**RECORDS SHOWN:**
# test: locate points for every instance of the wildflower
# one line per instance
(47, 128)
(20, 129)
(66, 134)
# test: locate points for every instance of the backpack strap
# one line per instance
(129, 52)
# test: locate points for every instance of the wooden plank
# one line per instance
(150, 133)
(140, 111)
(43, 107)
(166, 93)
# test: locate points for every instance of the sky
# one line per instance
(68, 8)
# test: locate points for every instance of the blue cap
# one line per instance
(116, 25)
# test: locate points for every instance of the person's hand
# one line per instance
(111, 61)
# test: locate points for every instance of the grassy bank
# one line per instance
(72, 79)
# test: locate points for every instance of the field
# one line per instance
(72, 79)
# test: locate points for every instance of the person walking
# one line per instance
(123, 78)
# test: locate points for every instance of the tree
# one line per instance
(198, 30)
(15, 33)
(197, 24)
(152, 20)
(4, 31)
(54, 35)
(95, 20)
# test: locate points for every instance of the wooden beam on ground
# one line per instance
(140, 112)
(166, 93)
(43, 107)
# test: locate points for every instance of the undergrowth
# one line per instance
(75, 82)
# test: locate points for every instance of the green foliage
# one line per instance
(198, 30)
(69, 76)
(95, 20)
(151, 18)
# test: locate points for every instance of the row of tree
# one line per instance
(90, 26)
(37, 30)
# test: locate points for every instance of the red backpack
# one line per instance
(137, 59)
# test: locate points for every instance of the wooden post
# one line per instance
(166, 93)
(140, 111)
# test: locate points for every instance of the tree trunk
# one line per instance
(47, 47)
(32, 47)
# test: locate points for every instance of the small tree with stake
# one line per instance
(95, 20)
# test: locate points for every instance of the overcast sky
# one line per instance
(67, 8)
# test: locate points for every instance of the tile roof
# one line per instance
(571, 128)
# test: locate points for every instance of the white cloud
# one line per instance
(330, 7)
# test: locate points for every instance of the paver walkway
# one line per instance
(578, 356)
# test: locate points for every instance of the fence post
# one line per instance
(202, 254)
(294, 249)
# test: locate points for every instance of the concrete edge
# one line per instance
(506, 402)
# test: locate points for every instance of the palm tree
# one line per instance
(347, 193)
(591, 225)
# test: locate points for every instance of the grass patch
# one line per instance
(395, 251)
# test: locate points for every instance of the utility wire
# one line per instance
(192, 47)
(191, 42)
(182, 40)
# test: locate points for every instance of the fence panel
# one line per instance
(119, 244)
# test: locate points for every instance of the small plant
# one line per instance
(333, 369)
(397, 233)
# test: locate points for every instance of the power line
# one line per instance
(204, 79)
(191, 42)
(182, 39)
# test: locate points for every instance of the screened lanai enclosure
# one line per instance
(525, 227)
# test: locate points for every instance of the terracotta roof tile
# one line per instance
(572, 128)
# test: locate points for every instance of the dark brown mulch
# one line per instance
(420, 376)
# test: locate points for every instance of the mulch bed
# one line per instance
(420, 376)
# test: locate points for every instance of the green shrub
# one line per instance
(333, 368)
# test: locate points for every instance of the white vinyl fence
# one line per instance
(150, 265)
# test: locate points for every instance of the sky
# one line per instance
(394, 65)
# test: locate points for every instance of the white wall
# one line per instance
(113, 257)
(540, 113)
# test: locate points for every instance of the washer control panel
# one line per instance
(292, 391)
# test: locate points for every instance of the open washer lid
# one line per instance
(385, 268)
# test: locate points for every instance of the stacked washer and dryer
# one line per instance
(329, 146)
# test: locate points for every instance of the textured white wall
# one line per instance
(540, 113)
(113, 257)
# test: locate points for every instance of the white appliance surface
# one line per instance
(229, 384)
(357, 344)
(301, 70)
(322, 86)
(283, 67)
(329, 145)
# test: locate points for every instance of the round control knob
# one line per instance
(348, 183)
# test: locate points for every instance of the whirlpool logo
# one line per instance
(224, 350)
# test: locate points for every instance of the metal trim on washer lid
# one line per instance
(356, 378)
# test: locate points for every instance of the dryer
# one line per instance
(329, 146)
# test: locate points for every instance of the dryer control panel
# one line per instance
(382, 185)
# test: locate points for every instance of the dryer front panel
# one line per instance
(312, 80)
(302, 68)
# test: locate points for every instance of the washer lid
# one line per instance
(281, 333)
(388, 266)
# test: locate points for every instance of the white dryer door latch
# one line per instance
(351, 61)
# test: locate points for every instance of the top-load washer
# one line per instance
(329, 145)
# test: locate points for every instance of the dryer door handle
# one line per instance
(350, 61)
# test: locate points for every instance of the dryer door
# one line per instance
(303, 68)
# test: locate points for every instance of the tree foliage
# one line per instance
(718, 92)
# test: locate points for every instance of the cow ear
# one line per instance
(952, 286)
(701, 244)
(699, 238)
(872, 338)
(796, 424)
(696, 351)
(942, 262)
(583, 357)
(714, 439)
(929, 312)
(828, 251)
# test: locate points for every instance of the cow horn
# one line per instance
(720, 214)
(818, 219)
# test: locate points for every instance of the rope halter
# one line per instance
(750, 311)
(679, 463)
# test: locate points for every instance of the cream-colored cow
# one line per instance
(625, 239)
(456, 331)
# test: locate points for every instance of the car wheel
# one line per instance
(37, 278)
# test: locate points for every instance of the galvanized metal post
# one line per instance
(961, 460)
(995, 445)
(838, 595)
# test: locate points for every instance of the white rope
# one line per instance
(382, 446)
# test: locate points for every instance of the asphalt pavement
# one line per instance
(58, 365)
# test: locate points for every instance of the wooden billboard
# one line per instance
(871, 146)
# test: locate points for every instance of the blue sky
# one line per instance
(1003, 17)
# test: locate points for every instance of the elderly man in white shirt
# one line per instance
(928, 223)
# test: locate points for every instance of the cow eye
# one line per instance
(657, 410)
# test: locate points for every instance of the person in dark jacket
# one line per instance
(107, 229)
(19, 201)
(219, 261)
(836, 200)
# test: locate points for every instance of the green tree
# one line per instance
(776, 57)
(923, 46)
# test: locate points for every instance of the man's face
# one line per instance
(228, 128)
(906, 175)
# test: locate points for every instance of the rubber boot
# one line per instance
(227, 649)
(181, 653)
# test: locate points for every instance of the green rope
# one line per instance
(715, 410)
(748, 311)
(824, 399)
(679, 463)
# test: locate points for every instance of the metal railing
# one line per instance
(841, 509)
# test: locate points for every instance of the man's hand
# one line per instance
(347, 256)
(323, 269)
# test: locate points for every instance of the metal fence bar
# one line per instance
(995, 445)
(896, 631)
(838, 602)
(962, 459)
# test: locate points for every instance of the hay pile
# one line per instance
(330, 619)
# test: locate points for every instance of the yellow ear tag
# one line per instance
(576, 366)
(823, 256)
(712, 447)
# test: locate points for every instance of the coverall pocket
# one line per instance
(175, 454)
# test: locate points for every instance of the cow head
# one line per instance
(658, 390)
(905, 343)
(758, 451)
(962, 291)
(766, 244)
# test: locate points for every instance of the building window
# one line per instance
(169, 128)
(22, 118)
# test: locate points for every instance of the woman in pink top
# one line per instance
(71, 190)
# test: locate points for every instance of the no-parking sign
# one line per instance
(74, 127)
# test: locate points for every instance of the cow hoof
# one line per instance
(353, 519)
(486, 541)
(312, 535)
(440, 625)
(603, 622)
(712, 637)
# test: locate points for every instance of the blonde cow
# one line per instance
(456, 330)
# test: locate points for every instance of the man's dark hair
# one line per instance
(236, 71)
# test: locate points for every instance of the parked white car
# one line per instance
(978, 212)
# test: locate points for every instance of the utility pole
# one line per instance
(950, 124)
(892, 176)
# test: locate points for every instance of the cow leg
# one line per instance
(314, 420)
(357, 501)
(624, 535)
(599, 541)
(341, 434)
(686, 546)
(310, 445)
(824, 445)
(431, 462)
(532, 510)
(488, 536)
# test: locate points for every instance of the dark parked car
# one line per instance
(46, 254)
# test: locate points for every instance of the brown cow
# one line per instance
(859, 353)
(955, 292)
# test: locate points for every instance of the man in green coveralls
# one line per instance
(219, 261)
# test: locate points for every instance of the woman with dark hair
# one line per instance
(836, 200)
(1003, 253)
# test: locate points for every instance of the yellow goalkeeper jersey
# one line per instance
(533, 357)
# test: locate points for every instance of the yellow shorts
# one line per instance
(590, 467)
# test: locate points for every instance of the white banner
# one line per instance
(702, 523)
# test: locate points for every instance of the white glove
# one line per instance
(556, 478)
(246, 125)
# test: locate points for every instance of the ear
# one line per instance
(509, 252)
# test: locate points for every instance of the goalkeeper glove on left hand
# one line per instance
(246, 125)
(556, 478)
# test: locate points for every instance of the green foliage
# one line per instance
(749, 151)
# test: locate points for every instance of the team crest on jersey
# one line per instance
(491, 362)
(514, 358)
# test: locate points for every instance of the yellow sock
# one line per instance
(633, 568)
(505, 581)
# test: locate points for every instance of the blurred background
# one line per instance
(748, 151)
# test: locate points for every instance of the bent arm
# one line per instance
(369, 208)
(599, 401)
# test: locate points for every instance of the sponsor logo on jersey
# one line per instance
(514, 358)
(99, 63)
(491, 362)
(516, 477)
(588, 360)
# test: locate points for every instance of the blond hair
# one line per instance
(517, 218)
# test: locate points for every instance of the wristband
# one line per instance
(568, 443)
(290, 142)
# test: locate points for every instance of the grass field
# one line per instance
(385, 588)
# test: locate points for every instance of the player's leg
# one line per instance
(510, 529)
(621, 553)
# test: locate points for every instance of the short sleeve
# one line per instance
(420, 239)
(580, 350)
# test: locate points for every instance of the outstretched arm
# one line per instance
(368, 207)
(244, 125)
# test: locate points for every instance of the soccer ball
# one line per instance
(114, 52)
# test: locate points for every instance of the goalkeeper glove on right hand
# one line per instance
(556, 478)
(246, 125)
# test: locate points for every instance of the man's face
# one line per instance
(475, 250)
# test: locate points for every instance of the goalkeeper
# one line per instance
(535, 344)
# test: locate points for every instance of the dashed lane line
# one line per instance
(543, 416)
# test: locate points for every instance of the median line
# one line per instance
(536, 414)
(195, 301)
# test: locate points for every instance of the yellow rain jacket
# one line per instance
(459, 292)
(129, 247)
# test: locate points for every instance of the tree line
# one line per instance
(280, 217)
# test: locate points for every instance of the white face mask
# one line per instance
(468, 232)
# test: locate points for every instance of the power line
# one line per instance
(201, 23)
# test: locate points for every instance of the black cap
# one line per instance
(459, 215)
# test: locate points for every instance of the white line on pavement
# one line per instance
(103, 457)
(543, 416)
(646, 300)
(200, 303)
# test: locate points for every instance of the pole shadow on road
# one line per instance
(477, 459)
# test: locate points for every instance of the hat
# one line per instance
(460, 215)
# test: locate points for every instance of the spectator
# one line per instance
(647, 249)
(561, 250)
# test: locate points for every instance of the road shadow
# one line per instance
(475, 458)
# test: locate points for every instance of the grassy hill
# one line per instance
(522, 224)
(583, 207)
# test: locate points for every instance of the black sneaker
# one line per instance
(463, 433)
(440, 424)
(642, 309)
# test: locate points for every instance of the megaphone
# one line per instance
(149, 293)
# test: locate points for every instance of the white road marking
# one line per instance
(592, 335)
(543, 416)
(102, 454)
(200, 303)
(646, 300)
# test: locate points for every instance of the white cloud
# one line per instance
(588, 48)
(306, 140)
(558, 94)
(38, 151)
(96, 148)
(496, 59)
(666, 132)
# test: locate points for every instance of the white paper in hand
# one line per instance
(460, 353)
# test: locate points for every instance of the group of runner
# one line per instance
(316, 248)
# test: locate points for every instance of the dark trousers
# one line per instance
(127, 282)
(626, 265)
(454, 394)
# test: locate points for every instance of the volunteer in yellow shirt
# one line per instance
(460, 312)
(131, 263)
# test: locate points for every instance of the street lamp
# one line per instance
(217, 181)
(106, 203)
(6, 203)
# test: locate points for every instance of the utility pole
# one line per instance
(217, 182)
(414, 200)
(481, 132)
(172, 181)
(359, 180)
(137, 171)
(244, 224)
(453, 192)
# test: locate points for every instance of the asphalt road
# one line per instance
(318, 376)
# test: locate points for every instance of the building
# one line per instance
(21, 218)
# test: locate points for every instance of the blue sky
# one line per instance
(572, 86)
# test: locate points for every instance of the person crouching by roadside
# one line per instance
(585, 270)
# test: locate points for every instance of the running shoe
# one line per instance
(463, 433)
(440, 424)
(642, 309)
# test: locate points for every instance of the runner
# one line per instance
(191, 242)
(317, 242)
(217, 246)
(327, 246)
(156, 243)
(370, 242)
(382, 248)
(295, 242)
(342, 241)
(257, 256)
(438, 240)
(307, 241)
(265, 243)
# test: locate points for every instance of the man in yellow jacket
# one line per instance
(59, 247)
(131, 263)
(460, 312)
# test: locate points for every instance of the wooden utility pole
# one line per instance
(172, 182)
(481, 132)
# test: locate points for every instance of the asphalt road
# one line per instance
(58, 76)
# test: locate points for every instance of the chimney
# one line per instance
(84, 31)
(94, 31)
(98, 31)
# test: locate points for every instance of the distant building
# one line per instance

**ACTION ITEM:** The answer is a count and nothing more: lines above that contain "post".

**FINISHED TASK:** 3